Set task:
Print all entries word for word.

Records for this task:

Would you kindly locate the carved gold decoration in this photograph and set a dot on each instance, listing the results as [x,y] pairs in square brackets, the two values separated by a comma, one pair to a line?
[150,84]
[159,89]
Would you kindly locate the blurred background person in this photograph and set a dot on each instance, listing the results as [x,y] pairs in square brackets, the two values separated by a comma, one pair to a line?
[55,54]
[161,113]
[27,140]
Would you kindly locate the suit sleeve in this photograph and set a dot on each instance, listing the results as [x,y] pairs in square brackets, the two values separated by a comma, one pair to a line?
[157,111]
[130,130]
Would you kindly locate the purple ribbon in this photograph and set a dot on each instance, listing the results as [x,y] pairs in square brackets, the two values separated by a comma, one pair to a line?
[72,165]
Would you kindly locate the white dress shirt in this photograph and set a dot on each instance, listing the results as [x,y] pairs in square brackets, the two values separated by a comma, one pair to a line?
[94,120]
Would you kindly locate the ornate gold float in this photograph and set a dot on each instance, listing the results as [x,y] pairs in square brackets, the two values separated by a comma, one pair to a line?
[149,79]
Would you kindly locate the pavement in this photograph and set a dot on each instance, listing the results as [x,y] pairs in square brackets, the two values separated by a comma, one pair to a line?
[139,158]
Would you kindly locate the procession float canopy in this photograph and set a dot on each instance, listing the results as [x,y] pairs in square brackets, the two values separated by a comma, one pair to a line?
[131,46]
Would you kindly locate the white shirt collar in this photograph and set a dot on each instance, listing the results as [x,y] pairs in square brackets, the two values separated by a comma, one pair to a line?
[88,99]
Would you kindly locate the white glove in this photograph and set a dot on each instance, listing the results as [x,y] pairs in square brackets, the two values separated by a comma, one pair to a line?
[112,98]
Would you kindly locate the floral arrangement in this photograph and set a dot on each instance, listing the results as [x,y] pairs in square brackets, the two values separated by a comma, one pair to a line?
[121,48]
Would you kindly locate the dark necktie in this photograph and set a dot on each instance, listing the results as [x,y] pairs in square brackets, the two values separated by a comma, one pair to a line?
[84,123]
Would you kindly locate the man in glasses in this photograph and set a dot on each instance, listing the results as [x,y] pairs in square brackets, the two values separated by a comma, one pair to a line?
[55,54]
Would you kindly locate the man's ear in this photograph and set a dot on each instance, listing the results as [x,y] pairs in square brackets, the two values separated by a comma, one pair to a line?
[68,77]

The response:
Would you kindly locate the carved gold decoration in this photograph and set a dot on each instance, listing the results as [x,y] pairs in square brackets, the two values separated by a comma, one pair to a line?
[150,84]
[159,89]
Would you kindly locate the blurred background person in this photograph and set a dot on each instance, listing the results as [x,y] pairs in square brackets, the two values separated by a comma, one pair to a line?
[55,54]
[161,113]
[27,140]
Would you kindly locate the suit sleeve in this photograph and set a dot on each instance, listing the results as [x,y] pairs in square brackets, the two values separated by a comma, one pair to a line?
[157,111]
[130,130]
Would you kindly locate the purple ribbon in this photograph and set a dot on each instance, listing the results as [x,y] pairs in square brackets, the two values separated by a comma, one pair to a line?
[72,165]
Would you kindly locate the white dress shirt in this photograph and set a dot on each instance, listing the results as [x,y] pairs in square brackets, the two values separated by a comma, one pair to a line?
[94,120]
Would you kindly locate the ornate gold float in this photograph and set a dot on each instance, listing the results as [x,y] pairs in square brackets, the two values separated by a comma, one pair to a line?
[149,79]
Would you kindly locate the pavement in this photograph and set a dot on each instance, listing the results as [x,y] pairs in square brackets, the two values separated by a comma, one pair to a line?
[139,158]
Would you kindly locate the procession float canopy in this photograph and set a dot on each instance, listing the results as [x,y] pairs in square brackets, the two values separated by a comma, one pair to a line?
[131,46]
Would you kindly locate the white shirt collar in this photograph and set a dot on each instance, listing the results as [x,y] pairs in square brackets, the two values separated by a comma, one pair to a line?
[88,99]
Would you kindly locate the white glove in this photograph and set a dot on each instance, listing the results as [x,y] pairs in square brackets, the two values separated by a comma, one pair to a line?
[112,98]
Would you kindly locate the floral arrangement in this photograph and set a dot on each instance, listing the results as [x,y] pairs in square brackets, the two values separated by a comma, one pair to a line?
[121,48]
Would you kindly locate the dark necktie in this photograph and set a dot on each instance, listing the results as [x,y] pairs in square brackets, the two values separated by a comma, one pair to a line?
[84,123]
Would you kindly locate the man in glasses in this photograph and set a dot on each instance, listing the results as [x,y] pairs in square brackets, the two values separated by a comma, one pair to a line?
[55,54]
Would you kindly locate the man's ear in this photograph and set a dot on each instance, listing the results as [x,y] pairs in square brackets, the two values separated by a comma, one pair to a line?
[68,77]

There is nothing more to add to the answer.